CHALLENGES:
1. In the commentary on the Republican brief to the Supreme Court, what share of Utahns does Huntsman say opposed civil unions?
2. Write the next part of the commentary on the Republican brief to the Supreme Court, beginning after its final sentence.

But beyond moral arguments, the biggest offense is that these guys are acting just like the liberal statists: when you can't get something passed locally, run to the federal level and force it upon all the people!
Sadly, what’s really going on here is that this list of Republicans on this brief, some of whom I know and certainly have high regard for as former colleagues — have suddenly decided they can’t trust the American people.

Indeed, one of the Republican signers of this brief is former Utah governor Jon Huntsman. Who makes his case for signing over at the American Conservative. Read closely and you will see the problem. Huntsman says he tried to persuade the people of Utah to support civil unions — but that “70 percent of Utahns were opposed.”

So Huntsman is joining Mehlman and this GOP crew and running to the Supreme Court of the United States to join in yet another left-wing bid to have a handful of un-elected judges make this decision for the rest of us. Do Utahans oppose gay marriage? Tough cookies is Huntsman’s response. He will no longer try to persuade — he will get the Court to do his bidding. Just as that same Court made that decision on abortion. And yes — slavery.

RECORDS SHOWN:

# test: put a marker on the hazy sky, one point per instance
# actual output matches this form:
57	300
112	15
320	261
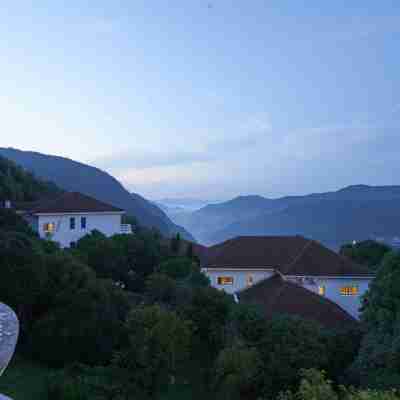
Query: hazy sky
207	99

---

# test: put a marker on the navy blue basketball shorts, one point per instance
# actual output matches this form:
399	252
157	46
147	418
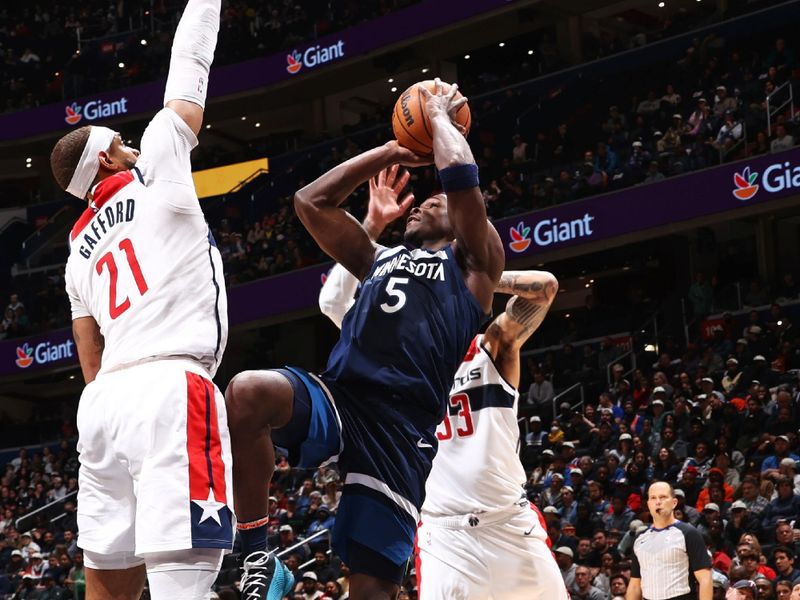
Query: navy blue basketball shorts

TASK-BY-TASK RESULTS:
1. 70 percent

2.
One would think that these Republicans would know that the absolute best way to win over the mind of the American people on a controversial issue is to go to them directly and make the case. To have enough respect for their intelligence and sense of fairness.
One would certainly think...and there lies the problem with these ruling class Republican elites. And if they can't persuade, they'll run roughshod over you, and do what they want to do...just like the Left. They could care less about their communities, as long as they can pander to what's perceived as the 'in' thing to do for votes. What they fail to see (or maybe they do and just don't care), is that while they're placating to one group of people who from all indications have rejected them massively in favor of the Democratic Party, they're turning what's always traditionally been their base off and against them.

Lord concludes with a grim prognosis...
...in this rush to political correctness, not to mention appealing for votes, the GOP elites who have signed this brief are oblivious to the idea that they are seen as signing not a Supreme Court brief — but a death warrant.

A death warrant that down the road means one thing, and one thing only. One thing that will, to say the least, hardly be celebrated at campaign time:

The effective abolition of marriage in America.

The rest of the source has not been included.